──────── RECORDS FOR THE EXERCISE

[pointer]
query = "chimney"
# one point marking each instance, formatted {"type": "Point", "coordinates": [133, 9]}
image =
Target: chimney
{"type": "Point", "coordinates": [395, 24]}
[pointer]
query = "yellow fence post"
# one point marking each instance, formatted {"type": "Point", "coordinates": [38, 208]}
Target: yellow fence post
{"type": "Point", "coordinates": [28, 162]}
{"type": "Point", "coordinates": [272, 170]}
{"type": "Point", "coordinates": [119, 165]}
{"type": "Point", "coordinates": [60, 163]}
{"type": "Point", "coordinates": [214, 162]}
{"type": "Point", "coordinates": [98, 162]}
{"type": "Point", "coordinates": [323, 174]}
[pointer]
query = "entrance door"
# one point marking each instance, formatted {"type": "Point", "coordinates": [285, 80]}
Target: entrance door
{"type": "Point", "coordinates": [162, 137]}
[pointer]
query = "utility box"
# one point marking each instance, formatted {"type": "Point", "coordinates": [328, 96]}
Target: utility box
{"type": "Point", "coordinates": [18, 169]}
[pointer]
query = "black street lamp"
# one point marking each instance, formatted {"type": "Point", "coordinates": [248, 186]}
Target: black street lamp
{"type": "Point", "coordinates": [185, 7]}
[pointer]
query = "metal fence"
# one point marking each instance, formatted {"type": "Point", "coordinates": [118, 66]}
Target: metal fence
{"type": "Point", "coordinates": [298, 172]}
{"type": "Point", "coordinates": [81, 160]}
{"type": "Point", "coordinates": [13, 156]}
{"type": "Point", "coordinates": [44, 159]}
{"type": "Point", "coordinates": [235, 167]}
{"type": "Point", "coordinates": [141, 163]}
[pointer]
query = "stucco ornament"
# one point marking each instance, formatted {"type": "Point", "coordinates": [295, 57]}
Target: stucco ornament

────────────────

CHALLENGE
Give a word-for-word copy of the records.

FINAL RESULT
[pointer]
query = "chimney"
# one point marking each instance, formatted {"type": "Point", "coordinates": [133, 9]}
image =
Target: chimney
{"type": "Point", "coordinates": [395, 24]}
[pointer]
query = "yellow fence post"
# one point marking each instance, formatted {"type": "Point", "coordinates": [38, 208]}
Target: yellow fence post
{"type": "Point", "coordinates": [28, 162]}
{"type": "Point", "coordinates": [272, 170]}
{"type": "Point", "coordinates": [119, 165]}
{"type": "Point", "coordinates": [60, 163]}
{"type": "Point", "coordinates": [214, 162]}
{"type": "Point", "coordinates": [98, 162]}
{"type": "Point", "coordinates": [323, 174]}
[pointer]
query = "entrance door"
# one point marking each instance, formatted {"type": "Point", "coordinates": [285, 80]}
Target: entrance door
{"type": "Point", "coordinates": [162, 137]}
[pointer]
query = "utility box"
# one point marking each instance, formatted {"type": "Point", "coordinates": [328, 96]}
Target: utility box
{"type": "Point", "coordinates": [18, 169]}
[pointer]
query = "black street lamp"
# one point marking each instance, formatted {"type": "Point", "coordinates": [248, 186]}
Target: black street lamp
{"type": "Point", "coordinates": [185, 7]}
[pointer]
query = "metal fence"
# one point marking each instance, formatted {"type": "Point", "coordinates": [118, 66]}
Target: metal fence
{"type": "Point", "coordinates": [298, 172]}
{"type": "Point", "coordinates": [81, 160]}
{"type": "Point", "coordinates": [13, 156]}
{"type": "Point", "coordinates": [44, 159]}
{"type": "Point", "coordinates": [235, 167]}
{"type": "Point", "coordinates": [141, 163]}
[pointer]
query = "stucco ornament"
# one point marking each instance, formatted {"type": "Point", "coordinates": [295, 57]}
Target: stucco ornament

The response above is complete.